__Work to complete__:
#1 Reproduce the part of the Carmelo Anthony column starting at "He never ruled." and ending at "a Knicks uniform.".
#2 For each statement, answer yes or no according to the Carmelo Anthony column, and quote the words that decide it: (a) The Thunder's record stands at 13-14. (b) Doris Burke proposed that Anthony be traded back to the Knicks. (c) Anthony is 35 years old.

December 15, 2017 Updated: December 16, 2017 at 4:53 am
Caption +
Oklahoma City Thunder forward Carmelo Anthony, foreground, reacts to a call in front of Dallas Mavericks forward Dwight Powell, left, during the second half of an NBA basketball game in Dallas, Saturday, Nov. 25, 2017. (AP Photo/LM Otero)

Carmelo Anthony traveled to the flatlands of Oklahoma to revive a basketball career that had gone bad in the glitter of Manhattan.

He joined Russell Westbrook and Paul George in hopes of forming one of those trendy super teams. He hoped to put a scare into the Warriors and Spurs and maybe even take a stunning ride to the NBA Finals.

Um, let’s just say his hopes are not coming true.

The Thunder is 13-14, and Carmelo is shooting 28 percent from the field in the past 10 games. On Wednesday night, after watching Carmelo struggle with his shot (a surprise) and with his defense (not a surprise) against the Pacers, ESPN commentator Doris Burke suggested it’s time for Anthony to move to the Thunder’s depleted bench.

What? Move one of the NBA’s glamour kings to the pine?

It’s a solid idea. Anthony is 33, his days of dominance finished.

On Saturday night, live from New York, Knicks fans will see a diminished player who is nearing the end of his sometimes glorious but more often exasperating career.

In Denver, Anthony still is booed every time he touches the ball by Nuggets fans, who have good reason for their disdain. Anthony orchestrated an exit from the Front Range because he wanted the chance to reign as the basketball ruler of New York, the grandest stage in the sport.

He never ruled. The Knicks never ruled.

Anthony expects a warm reception in Gotham Saturday night, and he might get it. The Knicks are thriving, at least by their standards, with star Kristaps Porzingis carrying a young, rising team.

In other words, Knicks fans might not boo Carmelo because they are happy he no longer wears a Knicks uniform.

“I got a different feeling with New York, different relationship, different bond with the city, with the fans, with the people,” Anthony said after listening to Pacers fans boo George in the same way Nuggets fans boo him. “So it’ll be special for me. I’ll be lying if I say I’m not ecstatic to go back to be playing there.”   

Before the season, it seemed possible, if not probable, that Anthony could go to Oklahoma and revive his career and good name.

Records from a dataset
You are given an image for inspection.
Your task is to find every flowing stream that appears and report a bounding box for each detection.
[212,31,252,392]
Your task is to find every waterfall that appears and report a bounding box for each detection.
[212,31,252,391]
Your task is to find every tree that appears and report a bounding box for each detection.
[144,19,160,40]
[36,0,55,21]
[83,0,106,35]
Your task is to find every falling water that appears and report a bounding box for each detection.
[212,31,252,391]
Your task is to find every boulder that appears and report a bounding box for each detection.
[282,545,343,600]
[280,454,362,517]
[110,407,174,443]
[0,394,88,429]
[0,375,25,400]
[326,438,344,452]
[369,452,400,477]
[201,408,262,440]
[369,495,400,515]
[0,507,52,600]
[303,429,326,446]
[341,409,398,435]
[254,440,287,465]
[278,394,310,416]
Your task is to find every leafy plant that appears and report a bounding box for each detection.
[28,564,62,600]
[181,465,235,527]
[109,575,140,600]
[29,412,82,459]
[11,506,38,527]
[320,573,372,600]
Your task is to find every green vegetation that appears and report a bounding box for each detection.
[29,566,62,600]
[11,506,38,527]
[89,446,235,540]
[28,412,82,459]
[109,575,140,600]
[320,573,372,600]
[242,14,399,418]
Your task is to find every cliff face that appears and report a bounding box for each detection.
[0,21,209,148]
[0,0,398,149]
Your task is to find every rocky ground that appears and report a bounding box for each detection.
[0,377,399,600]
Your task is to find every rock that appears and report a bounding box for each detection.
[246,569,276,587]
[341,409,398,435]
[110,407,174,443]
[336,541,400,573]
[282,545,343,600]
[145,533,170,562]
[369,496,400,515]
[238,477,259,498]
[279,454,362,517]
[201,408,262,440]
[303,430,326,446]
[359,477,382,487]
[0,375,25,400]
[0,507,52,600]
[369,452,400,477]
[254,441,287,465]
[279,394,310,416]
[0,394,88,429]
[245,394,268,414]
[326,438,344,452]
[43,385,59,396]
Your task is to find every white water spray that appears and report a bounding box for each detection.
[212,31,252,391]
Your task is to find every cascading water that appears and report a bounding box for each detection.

__Task answers__:
#1
He never ruled. The Knicks never ruled.

Anthony expects a warm reception in Gotham Saturday night, and he might get it. The Knicks are thriving, at least by their standards, with star Kristaps Porzingis carrying a young, rising team.

In other words, Knicks fans might not boo Carmelo because they are happy he no longer wears a Knicks uniform.

#2
(a) Yes: "The Thunder is 13-14"
(b) No: "suggested it’s time for Anthony to move to the Thunder’s depleted bench"
(c) No: "Anthony is 33"